TASK OBJECTIVE
Answer these questions from the Tag Rules page below:
(a) Which evaluators can use Tag Rules?
(b) In session mode, what does the tag get applied to?
(c) Which rows does a DELTA run reconcile?

EXTRACT
____

Tag Rules for LLM Evaluators¶

Running an evaluation against hundreds of messages produces a results table too large to read row by row. Tag Rules solve this by automatically tagging the sessions or messages that meet a condition you define.

For example, you could flag every session with negative sentiment, or every response that scored below a threshold — so your team can jump straight to the conversations that need attention instead of reviewing everything.

Tag Rules are available only on LLM evaluators. They run automatically on every non-preview evaluation run; preview runs do not trigger tag application.

How tags are applied¶

The target of the tag depends on the evaluator's mode:

Message mode: the tag is applied to the specific chat message being evaluated.
Session mode: the tag is applied to the session's chat.

Each tag application is recorded in an audit log and displayed in the Applied Tags column on the run results page.

Tag reconciliation on rerun¶

The philosophy behind tag rules is simple: a message or session either meets the criteria for a tag, or it does not. To keep tag state consistent with the latest evaluation results, rerunning an evaluation reconciles the tags managed by its evaluators' tag rules:

For each message or session in the rerun's scope, any tag named by an evaluator's tag rules that was not applied by the latest run is removed from that message or session.
Reconciliation removes a tag regardless of who applied it. If a human had previously added a tag that is also managed by a tag rule, and the new evaluator output does not satisfy that rule, the human-applied tag is removed.
FULL runs (which score the entire dataset) reconcile every row. DELTA runs (which score only newly added rows, triggered automatically by auto-population) reconcile only the rows in their scope.
PREVIEW runs neither apply nor remove tags.

Tags whose names are not referenced by any tag rule on the run's evaluators are never touched by reconciliation.

____

Photo-based referring expression data
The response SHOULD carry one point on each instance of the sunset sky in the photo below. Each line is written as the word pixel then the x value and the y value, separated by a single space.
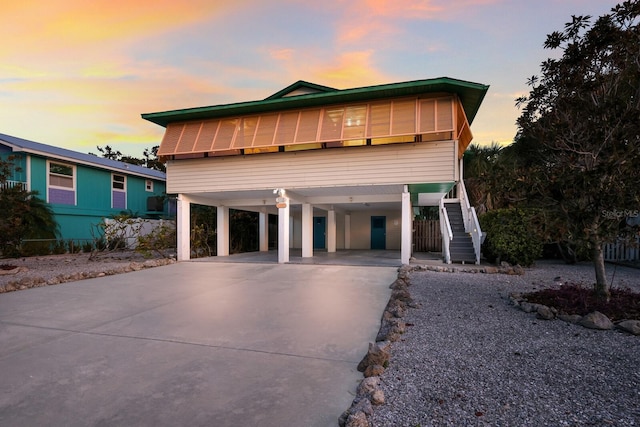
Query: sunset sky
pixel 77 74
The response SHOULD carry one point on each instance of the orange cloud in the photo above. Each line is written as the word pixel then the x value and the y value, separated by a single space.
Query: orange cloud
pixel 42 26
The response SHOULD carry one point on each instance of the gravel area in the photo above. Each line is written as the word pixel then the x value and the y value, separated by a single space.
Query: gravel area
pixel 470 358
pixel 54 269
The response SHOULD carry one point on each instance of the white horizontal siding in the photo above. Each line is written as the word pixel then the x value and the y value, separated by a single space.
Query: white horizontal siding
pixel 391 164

____

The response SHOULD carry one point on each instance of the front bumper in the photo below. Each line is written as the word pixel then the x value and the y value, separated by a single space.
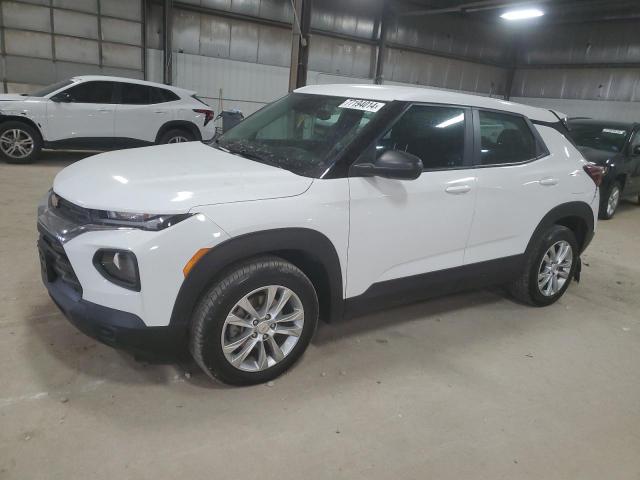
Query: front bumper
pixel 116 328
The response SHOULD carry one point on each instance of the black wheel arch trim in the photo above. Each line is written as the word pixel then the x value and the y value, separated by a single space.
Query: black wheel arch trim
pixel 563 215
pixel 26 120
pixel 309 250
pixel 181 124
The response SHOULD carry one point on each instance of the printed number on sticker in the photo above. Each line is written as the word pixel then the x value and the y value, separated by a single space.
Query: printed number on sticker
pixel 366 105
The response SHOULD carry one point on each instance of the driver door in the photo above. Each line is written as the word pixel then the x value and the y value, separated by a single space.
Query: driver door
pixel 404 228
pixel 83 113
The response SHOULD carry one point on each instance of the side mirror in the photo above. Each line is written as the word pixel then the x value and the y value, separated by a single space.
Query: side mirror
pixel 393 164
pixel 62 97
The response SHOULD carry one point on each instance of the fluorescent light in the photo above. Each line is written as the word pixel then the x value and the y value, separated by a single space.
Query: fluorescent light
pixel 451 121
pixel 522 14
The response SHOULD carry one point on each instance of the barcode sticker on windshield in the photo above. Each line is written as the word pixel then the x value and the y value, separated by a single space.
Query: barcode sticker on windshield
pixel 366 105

____

YOUR RESPONSE
(a) Tag Rules are available only on LLM evaluators.
(b) In session mode, the tag is applied to the session's chat.
(c) A DELTA run reconciles only the rows in its scope.